Yapılacak işler:
• A. Kayıtlarda "streamer" sözcüğünün geçtiği satırları sayın ve yalnızca sayıyı yazın.
• B. Rehin sözleşmesinin taraflarını ele alan metni kaldığı yerden devam ettirin.
── Verilen metin ──
Böylece mülga olan Ticari İşletme Rehni Kanunu’nun sınırlı rehin kapsamından farklı olarak, bir ticari işletmenin her türlü taşınır varlığı ve alacak hakkını rehnederek finansman sağlaması imkânı getirilmiş olmaktadır. 

  1. Rehin Sözleşmesinin Tarafları

Rehin sözleşmesi;

  • Bir kredi kuruluşu ile tacir, esnaf, çiftçi, üretici örgütü, serbest meslek erbabı gerçek ve tüzel kişiler arasında yapılabildiği gibi,
  • Tacir ve esnafların yatırımlarını karşılıklı destekleyebilmelerine yönelik bir imkan oluşturmak amacıyla, doğrudan tacir ve/veya esnaflar arasında da yapılabilecektir.
───
── Veri satırları ──
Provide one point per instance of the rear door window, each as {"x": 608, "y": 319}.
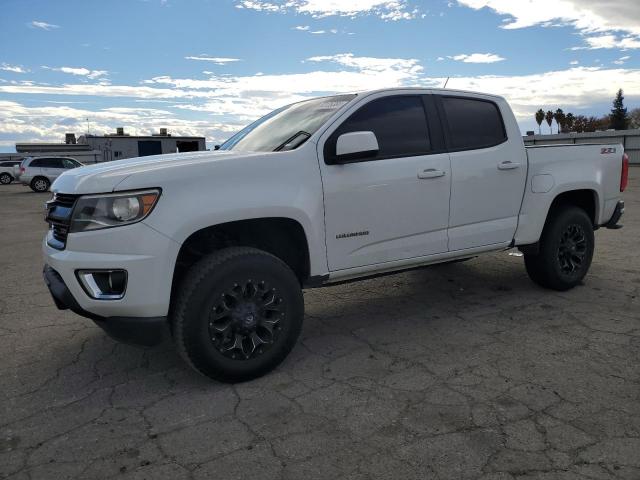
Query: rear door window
{"x": 473, "y": 123}
{"x": 68, "y": 163}
{"x": 38, "y": 162}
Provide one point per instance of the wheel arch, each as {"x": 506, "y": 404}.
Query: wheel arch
{"x": 584, "y": 198}
{"x": 283, "y": 237}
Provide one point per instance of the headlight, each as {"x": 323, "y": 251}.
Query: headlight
{"x": 93, "y": 212}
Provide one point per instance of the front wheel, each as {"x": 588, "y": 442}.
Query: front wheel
{"x": 566, "y": 250}
{"x": 238, "y": 314}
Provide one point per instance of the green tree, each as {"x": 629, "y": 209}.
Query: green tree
{"x": 569, "y": 120}
{"x": 559, "y": 118}
{"x": 549, "y": 118}
{"x": 634, "y": 117}
{"x": 539, "y": 120}
{"x": 619, "y": 120}
{"x": 580, "y": 123}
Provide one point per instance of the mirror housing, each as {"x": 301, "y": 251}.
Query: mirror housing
{"x": 354, "y": 146}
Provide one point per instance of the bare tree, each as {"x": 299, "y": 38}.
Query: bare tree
{"x": 539, "y": 120}
{"x": 559, "y": 118}
{"x": 549, "y": 118}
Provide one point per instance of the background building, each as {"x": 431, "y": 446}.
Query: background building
{"x": 104, "y": 148}
{"x": 630, "y": 139}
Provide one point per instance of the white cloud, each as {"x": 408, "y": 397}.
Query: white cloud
{"x": 12, "y": 68}
{"x": 385, "y": 9}
{"x": 50, "y": 123}
{"x": 408, "y": 67}
{"x": 478, "y": 58}
{"x": 585, "y": 15}
{"x": 609, "y": 41}
{"x": 215, "y": 60}
{"x": 79, "y": 71}
{"x": 43, "y": 25}
{"x": 216, "y": 105}
{"x": 578, "y": 87}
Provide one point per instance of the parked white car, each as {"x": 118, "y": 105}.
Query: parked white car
{"x": 40, "y": 172}
{"x": 7, "y": 173}
{"x": 217, "y": 246}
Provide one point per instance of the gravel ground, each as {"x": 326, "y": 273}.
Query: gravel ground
{"x": 459, "y": 371}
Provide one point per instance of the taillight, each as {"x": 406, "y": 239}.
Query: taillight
{"x": 624, "y": 177}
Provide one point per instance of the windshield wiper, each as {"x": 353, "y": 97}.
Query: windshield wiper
{"x": 293, "y": 142}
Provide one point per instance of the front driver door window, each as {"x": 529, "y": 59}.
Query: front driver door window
{"x": 378, "y": 210}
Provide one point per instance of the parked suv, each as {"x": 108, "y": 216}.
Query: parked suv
{"x": 40, "y": 172}
{"x": 7, "y": 171}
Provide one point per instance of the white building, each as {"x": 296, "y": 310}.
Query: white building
{"x": 117, "y": 146}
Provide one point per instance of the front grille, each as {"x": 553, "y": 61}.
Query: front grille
{"x": 59, "y": 210}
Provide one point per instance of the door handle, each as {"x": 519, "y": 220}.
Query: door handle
{"x": 431, "y": 173}
{"x": 508, "y": 165}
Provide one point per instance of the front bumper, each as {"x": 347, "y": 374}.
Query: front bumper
{"x": 149, "y": 260}
{"x": 146, "y": 331}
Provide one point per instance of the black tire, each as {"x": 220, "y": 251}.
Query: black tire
{"x": 40, "y": 184}
{"x": 566, "y": 250}
{"x": 234, "y": 293}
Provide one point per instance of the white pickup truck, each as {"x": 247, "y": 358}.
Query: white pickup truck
{"x": 214, "y": 248}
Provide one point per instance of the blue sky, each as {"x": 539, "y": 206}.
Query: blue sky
{"x": 208, "y": 67}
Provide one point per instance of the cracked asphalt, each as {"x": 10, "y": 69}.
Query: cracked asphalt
{"x": 461, "y": 371}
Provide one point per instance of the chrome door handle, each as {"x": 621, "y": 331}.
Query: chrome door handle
{"x": 431, "y": 173}
{"x": 508, "y": 165}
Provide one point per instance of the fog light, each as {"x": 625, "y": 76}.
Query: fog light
{"x": 103, "y": 284}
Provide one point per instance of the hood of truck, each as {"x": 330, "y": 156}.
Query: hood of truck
{"x": 107, "y": 176}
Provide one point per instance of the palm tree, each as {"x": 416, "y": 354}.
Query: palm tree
{"x": 559, "y": 118}
{"x": 549, "y": 118}
{"x": 570, "y": 120}
{"x": 539, "y": 119}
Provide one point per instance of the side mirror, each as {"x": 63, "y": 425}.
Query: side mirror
{"x": 355, "y": 146}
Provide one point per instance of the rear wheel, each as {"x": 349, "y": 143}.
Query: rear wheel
{"x": 40, "y": 184}
{"x": 238, "y": 314}
{"x": 566, "y": 250}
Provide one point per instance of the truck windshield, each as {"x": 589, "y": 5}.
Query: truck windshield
{"x": 288, "y": 127}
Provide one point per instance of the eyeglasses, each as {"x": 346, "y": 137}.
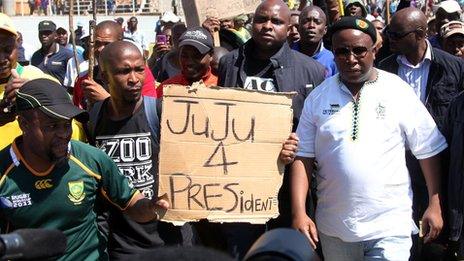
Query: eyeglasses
{"x": 396, "y": 35}
{"x": 358, "y": 51}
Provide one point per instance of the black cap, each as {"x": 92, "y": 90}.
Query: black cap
{"x": 49, "y": 97}
{"x": 199, "y": 38}
{"x": 61, "y": 30}
{"x": 47, "y": 26}
{"x": 354, "y": 22}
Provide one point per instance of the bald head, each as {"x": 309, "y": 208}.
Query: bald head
{"x": 407, "y": 32}
{"x": 111, "y": 28}
{"x": 269, "y": 28}
{"x": 123, "y": 69}
{"x": 409, "y": 19}
{"x": 117, "y": 52}
{"x": 277, "y": 5}
{"x": 312, "y": 9}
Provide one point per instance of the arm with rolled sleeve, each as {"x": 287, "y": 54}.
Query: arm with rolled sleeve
{"x": 425, "y": 142}
{"x": 116, "y": 188}
{"x": 300, "y": 174}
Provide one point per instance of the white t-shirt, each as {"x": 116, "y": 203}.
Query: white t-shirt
{"x": 363, "y": 183}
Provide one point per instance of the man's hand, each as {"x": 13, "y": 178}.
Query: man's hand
{"x": 161, "y": 204}
{"x": 144, "y": 210}
{"x": 93, "y": 91}
{"x": 289, "y": 149}
{"x": 212, "y": 24}
{"x": 432, "y": 221}
{"x": 12, "y": 86}
{"x": 9, "y": 98}
{"x": 306, "y": 226}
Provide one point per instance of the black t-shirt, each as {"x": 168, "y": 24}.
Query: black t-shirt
{"x": 129, "y": 143}
{"x": 258, "y": 74}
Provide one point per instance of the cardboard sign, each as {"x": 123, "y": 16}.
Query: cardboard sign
{"x": 219, "y": 157}
{"x": 196, "y": 11}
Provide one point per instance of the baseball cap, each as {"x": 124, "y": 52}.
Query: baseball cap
{"x": 450, "y": 6}
{"x": 359, "y": 3}
{"x": 47, "y": 26}
{"x": 7, "y": 24}
{"x": 198, "y": 37}
{"x": 451, "y": 28}
{"x": 354, "y": 22}
{"x": 49, "y": 97}
{"x": 61, "y": 30}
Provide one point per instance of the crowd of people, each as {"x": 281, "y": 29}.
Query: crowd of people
{"x": 374, "y": 162}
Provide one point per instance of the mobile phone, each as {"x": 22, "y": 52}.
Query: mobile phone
{"x": 161, "y": 39}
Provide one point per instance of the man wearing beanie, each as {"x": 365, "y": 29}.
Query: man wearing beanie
{"x": 357, "y": 126}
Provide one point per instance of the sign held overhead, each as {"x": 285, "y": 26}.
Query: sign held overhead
{"x": 219, "y": 157}
{"x": 199, "y": 10}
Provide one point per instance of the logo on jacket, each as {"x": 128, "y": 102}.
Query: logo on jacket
{"x": 334, "y": 108}
{"x": 43, "y": 184}
{"x": 76, "y": 191}
{"x": 16, "y": 201}
{"x": 380, "y": 110}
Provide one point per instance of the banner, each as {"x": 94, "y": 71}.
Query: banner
{"x": 219, "y": 157}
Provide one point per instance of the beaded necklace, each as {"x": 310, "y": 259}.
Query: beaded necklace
{"x": 357, "y": 107}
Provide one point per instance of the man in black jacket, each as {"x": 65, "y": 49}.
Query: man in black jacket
{"x": 453, "y": 130}
{"x": 436, "y": 77}
{"x": 267, "y": 63}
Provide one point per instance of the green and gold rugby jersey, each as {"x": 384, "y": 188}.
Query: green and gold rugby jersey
{"x": 62, "y": 197}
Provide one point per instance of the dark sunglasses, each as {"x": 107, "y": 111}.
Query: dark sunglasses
{"x": 345, "y": 52}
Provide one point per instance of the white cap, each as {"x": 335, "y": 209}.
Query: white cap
{"x": 169, "y": 16}
{"x": 450, "y": 6}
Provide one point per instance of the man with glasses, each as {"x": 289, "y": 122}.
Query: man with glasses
{"x": 448, "y": 10}
{"x": 435, "y": 76}
{"x": 357, "y": 126}
{"x": 453, "y": 38}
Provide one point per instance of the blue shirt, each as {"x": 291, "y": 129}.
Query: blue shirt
{"x": 324, "y": 57}
{"x": 416, "y": 75}
{"x": 53, "y": 64}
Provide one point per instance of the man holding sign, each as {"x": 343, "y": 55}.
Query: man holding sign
{"x": 266, "y": 63}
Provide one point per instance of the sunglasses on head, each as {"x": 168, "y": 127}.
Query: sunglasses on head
{"x": 345, "y": 52}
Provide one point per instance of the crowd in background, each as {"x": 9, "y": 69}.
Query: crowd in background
{"x": 320, "y": 50}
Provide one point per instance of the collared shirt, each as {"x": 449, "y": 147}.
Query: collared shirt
{"x": 323, "y": 56}
{"x": 71, "y": 71}
{"x": 363, "y": 184}
{"x": 138, "y": 37}
{"x": 53, "y": 64}
{"x": 416, "y": 75}
{"x": 208, "y": 79}
{"x": 11, "y": 130}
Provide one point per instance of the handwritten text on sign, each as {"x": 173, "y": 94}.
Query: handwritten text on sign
{"x": 219, "y": 153}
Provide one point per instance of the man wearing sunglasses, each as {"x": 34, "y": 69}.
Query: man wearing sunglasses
{"x": 357, "y": 125}
{"x": 435, "y": 76}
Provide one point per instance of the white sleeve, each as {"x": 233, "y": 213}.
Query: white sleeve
{"x": 70, "y": 74}
{"x": 422, "y": 134}
{"x": 144, "y": 43}
{"x": 306, "y": 131}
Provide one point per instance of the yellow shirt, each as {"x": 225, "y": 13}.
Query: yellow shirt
{"x": 10, "y": 131}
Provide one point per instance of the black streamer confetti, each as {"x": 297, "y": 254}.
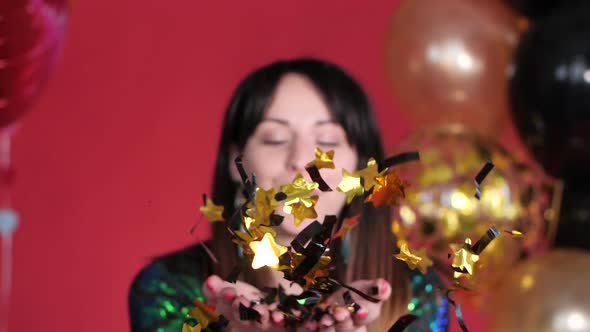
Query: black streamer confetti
{"x": 481, "y": 175}
{"x": 402, "y": 323}
{"x": 399, "y": 159}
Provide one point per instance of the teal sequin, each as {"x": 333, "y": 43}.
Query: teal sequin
{"x": 160, "y": 299}
{"x": 430, "y": 307}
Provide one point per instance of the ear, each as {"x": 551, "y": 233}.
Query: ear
{"x": 233, "y": 170}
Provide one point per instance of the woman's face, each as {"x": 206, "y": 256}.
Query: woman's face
{"x": 295, "y": 123}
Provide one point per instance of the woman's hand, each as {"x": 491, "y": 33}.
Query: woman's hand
{"x": 227, "y": 297}
{"x": 342, "y": 320}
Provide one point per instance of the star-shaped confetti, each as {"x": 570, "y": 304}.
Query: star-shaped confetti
{"x": 350, "y": 185}
{"x": 266, "y": 252}
{"x": 211, "y": 211}
{"x": 388, "y": 189}
{"x": 414, "y": 260}
{"x": 299, "y": 191}
{"x": 322, "y": 159}
{"x": 264, "y": 205}
{"x": 187, "y": 328}
{"x": 369, "y": 174}
{"x": 301, "y": 212}
{"x": 464, "y": 259}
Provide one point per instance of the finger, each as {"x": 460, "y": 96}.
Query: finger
{"x": 263, "y": 323}
{"x": 224, "y": 302}
{"x": 369, "y": 311}
{"x": 381, "y": 289}
{"x": 211, "y": 288}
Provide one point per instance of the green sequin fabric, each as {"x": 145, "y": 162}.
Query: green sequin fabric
{"x": 162, "y": 294}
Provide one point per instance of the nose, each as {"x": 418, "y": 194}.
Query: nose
{"x": 301, "y": 153}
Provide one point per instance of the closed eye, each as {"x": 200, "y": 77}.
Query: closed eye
{"x": 273, "y": 142}
{"x": 331, "y": 144}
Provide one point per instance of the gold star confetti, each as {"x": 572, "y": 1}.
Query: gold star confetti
{"x": 322, "y": 159}
{"x": 464, "y": 258}
{"x": 387, "y": 190}
{"x": 301, "y": 212}
{"x": 369, "y": 173}
{"x": 188, "y": 328}
{"x": 259, "y": 212}
{"x": 266, "y": 252}
{"x": 299, "y": 191}
{"x": 350, "y": 185}
{"x": 212, "y": 212}
{"x": 414, "y": 260}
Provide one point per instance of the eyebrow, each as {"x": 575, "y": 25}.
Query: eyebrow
{"x": 286, "y": 123}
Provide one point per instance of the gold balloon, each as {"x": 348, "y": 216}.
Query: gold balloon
{"x": 545, "y": 293}
{"x": 441, "y": 208}
{"x": 448, "y": 61}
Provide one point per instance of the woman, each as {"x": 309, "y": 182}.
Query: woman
{"x": 276, "y": 118}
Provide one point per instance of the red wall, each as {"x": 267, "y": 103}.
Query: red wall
{"x": 114, "y": 159}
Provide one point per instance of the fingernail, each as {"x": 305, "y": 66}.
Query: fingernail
{"x": 209, "y": 284}
{"x": 383, "y": 287}
{"x": 374, "y": 290}
{"x": 362, "y": 313}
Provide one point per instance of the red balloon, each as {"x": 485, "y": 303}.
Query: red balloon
{"x": 31, "y": 39}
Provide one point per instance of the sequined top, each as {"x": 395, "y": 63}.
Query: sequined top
{"x": 163, "y": 292}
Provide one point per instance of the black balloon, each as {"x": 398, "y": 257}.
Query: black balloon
{"x": 550, "y": 97}
{"x": 535, "y": 9}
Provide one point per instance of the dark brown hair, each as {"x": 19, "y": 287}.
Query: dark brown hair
{"x": 372, "y": 242}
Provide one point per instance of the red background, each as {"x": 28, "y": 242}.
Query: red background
{"x": 113, "y": 161}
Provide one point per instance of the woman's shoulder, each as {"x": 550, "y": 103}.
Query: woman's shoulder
{"x": 163, "y": 291}
{"x": 427, "y": 301}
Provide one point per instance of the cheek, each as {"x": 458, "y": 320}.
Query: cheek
{"x": 267, "y": 166}
{"x": 344, "y": 159}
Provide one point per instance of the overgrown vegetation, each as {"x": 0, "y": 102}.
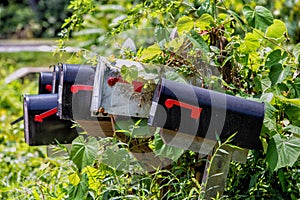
───
Alıştırma yanıtları:
• A. 2

• B.
  1. Rehin Sözleşmesinin Unsurları

Kanun hükmünce rehin sözleşmesinde; taraflara ilişkin bilgilerin, borcun konusunun, miktarının ya da güvence teşkil edilen miktarın, ilgili para cinsinin ve rehnin azami miktarının, ayrıca rehne konu varlık ile bunun ayırt edici özelliklerinin (seri no., marka, üretim yılı, GTİP, PRODTR gibi) bulunması gerekmektedir.

Rehin sözleşmesinde, rehne konu taşınır varlığın alt veya art rehne konu edilmesine ilişkin veya rehin verenin rehne konu taşınır varlık üzerindeki tasarruf yetkisini kısıtlayan kayıtlar ise geçersizdir. 

  1. Tescil

Rehin sözleşmesi yapıldıktan sonra rehin hakkının tesis edilebilmesi ve üçüncü kişilere karşı hüküm ifade edebilmesi için rehin sözleşmesinin ilgili mevzuat hükümlerince kurulacak olan Rehinli Taşınır Sicili’ne tescil edilmesi gerekmektedir. Rehinli taşınır varlığın veya alacağın devri halinde, rehin veren, söz konusu devri sicile tescil ettirmekle yükümlüdür. Rehin sözleşmesinin düzenlenmesi ve sicilde tesis edilen işlemler; vergi, resim, harç ve değerli kâğıt bedelinden muaf tutulmuştur.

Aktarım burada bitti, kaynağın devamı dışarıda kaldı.